The request =>
Write out everything from the line containing "Category: spoon handle" down to the end of the records, swapping each "stem" for "stalk" and keeping all else the same.

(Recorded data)
════

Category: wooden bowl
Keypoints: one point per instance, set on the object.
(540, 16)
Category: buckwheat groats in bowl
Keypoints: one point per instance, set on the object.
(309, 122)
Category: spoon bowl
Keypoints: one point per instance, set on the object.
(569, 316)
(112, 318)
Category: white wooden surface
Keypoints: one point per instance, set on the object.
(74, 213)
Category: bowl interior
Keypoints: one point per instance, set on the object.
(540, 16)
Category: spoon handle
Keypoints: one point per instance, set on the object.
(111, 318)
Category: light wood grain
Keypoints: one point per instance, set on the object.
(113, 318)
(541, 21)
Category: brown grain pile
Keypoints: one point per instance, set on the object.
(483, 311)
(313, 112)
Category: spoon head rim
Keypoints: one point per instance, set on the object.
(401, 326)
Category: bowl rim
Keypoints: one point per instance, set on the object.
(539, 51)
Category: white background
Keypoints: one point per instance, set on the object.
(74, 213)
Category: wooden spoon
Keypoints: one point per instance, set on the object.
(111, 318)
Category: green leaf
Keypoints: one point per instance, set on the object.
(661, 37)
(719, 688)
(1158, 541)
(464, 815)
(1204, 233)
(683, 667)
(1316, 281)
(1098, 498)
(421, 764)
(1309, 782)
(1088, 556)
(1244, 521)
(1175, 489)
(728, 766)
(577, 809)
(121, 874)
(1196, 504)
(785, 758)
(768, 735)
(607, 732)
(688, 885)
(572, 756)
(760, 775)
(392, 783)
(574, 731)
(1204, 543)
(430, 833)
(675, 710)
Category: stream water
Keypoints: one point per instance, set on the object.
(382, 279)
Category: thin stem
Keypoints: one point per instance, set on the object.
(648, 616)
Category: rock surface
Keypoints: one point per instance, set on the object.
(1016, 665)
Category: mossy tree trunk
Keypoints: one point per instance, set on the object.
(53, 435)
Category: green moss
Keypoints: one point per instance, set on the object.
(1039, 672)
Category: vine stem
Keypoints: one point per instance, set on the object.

════

Complete answer =>
Category: spoon handle
Keypoints: one point per instance, set on the object.
(111, 318)
Category: light wood grain
Keypoints: one point per instance, set on the object.
(113, 318)
(541, 21)
Category: brown grain pile
Keypoints: one point per instance, set on the object.
(483, 311)
(313, 112)
Category: spoon head rim
Keypoints: one point per instance, set on the object.
(401, 326)
Category: bowl rim
Keypoints: one point per instance, set on the object.
(539, 51)
Category: white background
Keypoints: one point per instance, set on the object.
(74, 213)
Category: wooden spoon
Keypoints: one point per instance, set on the object.
(111, 318)
Category: green leaf
Keypoints: one point per instance, set on the object.
(661, 37)
(719, 688)
(1158, 541)
(464, 815)
(1204, 233)
(683, 667)
(1316, 281)
(1098, 498)
(421, 764)
(1309, 782)
(1088, 556)
(1244, 521)
(1175, 489)
(728, 766)
(577, 809)
(121, 874)
(1196, 504)
(785, 758)
(768, 735)
(607, 732)
(688, 885)
(572, 756)
(760, 775)
(392, 783)
(574, 731)
(1204, 543)
(430, 833)
(675, 710)
Category: stream water
Keypoints: one point per instance, set on the object.
(382, 279)
Category: thin stalk
Keypoints: one point per instance, set on the object.
(648, 616)
Category: rock surface
Keypoints: one point per instance, set on the object.
(1016, 665)
Category: mossy tree trunk
Keypoints: one point per instance, set on the object.
(53, 435)
Category: green moss
Keypoints: one point per instance, set on the object.
(1039, 672)
Category: vine stalk
Keypoints: one point per instance, set on the object.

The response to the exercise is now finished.